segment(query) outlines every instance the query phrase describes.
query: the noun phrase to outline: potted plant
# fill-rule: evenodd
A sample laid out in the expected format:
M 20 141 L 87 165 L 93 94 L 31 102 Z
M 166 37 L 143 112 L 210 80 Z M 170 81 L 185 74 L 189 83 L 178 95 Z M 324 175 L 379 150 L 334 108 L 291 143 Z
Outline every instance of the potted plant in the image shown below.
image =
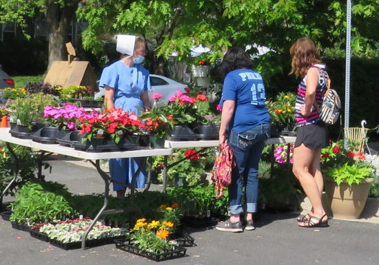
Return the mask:
M 322 149 L 325 188 L 333 216 L 359 217 L 367 199 L 375 169 L 362 152 L 346 151 L 342 142 L 331 142 Z
M 126 242 L 115 240 L 116 247 L 157 262 L 183 257 L 185 248 L 169 240 L 170 233 L 179 225 L 178 206 L 161 205 L 158 209 L 161 218 L 158 220 L 137 220 L 130 231 L 130 237 Z
M 194 128 L 194 132 L 199 138 L 213 140 L 218 138 L 221 115 L 219 109 L 212 111 L 205 95 L 198 94 L 196 96 L 198 126 Z
M 296 95 L 280 92 L 266 103 L 272 120 L 272 135 L 294 135 Z
M 10 134 L 14 137 L 29 138 L 33 123 L 38 119 L 32 98 L 18 98 L 10 105 Z
M 195 98 L 178 90 L 170 98 L 168 105 L 160 107 L 160 111 L 164 115 L 172 115 L 172 120 L 175 127 L 171 134 L 172 139 L 196 139 L 196 136 L 189 127 L 197 120 L 196 102 Z
M 152 109 L 142 114 L 140 119 L 145 123 L 145 130 L 148 134 L 150 142 L 154 148 L 163 148 L 166 136 L 174 129 L 173 115 L 166 116 L 160 107 L 157 107 L 158 101 L 162 97 L 159 93 L 153 93 Z

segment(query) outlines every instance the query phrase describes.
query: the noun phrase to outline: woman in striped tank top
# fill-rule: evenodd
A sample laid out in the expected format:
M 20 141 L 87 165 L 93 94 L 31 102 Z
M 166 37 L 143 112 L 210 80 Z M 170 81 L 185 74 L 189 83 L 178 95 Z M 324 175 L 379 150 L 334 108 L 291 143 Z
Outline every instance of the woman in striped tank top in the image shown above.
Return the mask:
M 327 226 L 328 217 L 321 202 L 324 182 L 320 169 L 320 149 L 327 146 L 327 130 L 314 105 L 321 105 L 329 78 L 320 53 L 309 39 L 299 39 L 291 47 L 290 54 L 290 74 L 303 78 L 298 87 L 295 106 L 297 136 L 292 171 L 312 204 L 309 213 L 298 217 L 298 224 L 302 227 Z

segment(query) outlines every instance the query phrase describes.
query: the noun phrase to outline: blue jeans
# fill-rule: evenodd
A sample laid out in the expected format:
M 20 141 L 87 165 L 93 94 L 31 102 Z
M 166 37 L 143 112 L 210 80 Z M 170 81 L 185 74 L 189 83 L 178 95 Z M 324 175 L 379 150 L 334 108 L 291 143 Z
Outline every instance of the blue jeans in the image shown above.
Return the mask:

__________

### Given problem
Rewrite the rows from the start of the records through the line containing "M 322 149 L", inclusive, requests included, and offset every coordinate in the answer outlines by -130, leaving the requests and their format samples unchanged. Leave the pictures out of your answer.

### Result for this task
segment(query) outlines every instance the query phrase describes.
query: the noun phrase to outline: potted plant
# fill-rule: evenodd
A sample laid out in the expected format:
M 20 141 L 87 165 L 93 94 L 31 102 Z
M 166 37 L 143 112 L 210 80 Z M 170 81 L 185 74 L 189 83 L 178 95 Z M 324 175 L 379 150 L 334 108 L 291 143 Z
Outline every instance of the potted plant in the image shown below.
image =
Return the mask:
M 192 19 L 195 58 L 203 86 L 229 87 L 237 69 L 245 39 L 232 22 L 216 21 L 212 12 L 201 12 Z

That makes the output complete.